[Provided data — start]

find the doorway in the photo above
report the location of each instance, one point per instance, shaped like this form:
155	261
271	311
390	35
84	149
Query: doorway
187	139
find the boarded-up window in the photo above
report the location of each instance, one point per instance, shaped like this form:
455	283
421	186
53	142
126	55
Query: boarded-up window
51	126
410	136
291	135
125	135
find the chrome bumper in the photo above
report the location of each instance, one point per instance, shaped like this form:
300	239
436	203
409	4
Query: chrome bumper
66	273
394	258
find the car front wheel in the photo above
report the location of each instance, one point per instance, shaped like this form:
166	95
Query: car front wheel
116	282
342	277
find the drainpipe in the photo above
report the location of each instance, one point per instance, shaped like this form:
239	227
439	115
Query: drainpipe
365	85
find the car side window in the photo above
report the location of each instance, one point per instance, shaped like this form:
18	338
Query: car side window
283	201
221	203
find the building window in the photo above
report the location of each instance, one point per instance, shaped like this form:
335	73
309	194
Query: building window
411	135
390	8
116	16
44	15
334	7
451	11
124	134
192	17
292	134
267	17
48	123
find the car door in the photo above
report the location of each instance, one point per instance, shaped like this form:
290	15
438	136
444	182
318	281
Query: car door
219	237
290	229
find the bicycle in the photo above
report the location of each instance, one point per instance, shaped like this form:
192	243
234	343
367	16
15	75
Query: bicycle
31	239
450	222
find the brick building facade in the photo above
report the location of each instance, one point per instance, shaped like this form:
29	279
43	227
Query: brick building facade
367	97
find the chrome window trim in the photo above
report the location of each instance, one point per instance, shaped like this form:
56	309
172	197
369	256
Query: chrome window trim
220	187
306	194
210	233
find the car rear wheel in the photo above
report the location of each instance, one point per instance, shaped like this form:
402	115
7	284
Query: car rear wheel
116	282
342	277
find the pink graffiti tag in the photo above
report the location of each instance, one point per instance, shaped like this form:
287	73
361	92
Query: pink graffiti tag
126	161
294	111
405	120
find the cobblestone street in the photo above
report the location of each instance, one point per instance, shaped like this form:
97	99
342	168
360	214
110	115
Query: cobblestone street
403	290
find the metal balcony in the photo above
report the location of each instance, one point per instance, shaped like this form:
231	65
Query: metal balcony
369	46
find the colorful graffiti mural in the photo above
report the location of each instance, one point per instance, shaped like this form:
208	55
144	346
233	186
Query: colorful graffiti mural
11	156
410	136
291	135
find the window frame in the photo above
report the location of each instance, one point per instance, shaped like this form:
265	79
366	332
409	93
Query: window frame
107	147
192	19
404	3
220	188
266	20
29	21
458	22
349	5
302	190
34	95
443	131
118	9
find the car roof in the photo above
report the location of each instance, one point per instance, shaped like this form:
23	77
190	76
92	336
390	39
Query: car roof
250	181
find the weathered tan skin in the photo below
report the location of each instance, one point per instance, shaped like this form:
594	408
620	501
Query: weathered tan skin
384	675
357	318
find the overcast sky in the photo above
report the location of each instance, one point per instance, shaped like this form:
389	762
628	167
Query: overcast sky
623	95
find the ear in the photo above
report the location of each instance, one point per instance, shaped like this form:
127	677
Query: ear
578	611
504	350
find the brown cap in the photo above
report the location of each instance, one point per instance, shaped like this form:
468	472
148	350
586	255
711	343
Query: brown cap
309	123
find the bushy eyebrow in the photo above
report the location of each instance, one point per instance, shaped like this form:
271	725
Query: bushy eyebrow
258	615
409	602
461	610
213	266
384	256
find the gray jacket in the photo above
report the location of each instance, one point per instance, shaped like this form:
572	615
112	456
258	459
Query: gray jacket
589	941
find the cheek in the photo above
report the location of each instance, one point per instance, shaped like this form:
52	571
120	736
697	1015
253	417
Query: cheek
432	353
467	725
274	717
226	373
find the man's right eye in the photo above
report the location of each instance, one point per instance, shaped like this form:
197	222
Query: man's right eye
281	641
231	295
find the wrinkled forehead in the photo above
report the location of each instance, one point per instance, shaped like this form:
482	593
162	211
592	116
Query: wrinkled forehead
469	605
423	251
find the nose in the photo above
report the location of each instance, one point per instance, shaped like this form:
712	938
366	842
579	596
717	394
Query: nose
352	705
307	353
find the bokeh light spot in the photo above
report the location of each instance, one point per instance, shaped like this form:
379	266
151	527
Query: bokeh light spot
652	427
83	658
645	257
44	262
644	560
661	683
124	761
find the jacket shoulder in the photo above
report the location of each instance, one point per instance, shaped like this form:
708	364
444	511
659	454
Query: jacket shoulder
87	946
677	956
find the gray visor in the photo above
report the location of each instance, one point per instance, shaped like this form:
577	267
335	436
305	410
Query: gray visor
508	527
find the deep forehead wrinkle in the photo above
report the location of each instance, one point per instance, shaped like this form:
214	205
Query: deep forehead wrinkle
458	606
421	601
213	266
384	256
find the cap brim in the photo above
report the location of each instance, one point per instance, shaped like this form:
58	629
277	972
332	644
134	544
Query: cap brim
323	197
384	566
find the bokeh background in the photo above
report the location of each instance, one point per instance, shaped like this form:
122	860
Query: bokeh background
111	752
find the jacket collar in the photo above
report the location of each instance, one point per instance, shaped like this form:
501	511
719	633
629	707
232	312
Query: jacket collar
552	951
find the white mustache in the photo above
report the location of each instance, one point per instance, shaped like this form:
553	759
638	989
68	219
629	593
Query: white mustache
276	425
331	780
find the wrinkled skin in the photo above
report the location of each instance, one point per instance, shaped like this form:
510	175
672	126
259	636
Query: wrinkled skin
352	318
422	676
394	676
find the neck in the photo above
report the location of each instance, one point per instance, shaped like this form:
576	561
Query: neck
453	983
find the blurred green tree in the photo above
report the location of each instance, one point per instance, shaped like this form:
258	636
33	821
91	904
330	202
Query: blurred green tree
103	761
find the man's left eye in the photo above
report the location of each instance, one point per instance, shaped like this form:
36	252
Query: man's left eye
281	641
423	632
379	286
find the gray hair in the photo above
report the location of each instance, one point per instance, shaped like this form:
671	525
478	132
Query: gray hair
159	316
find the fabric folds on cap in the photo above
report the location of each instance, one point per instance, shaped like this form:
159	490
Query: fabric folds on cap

[Provided data — finish]

Action item ▸ Please find all lines of the entries that hold the string "folds" and copy them.

Answer to the exercise ▸
find the fabric folds on cap in the photo above
Query: fabric folds on cap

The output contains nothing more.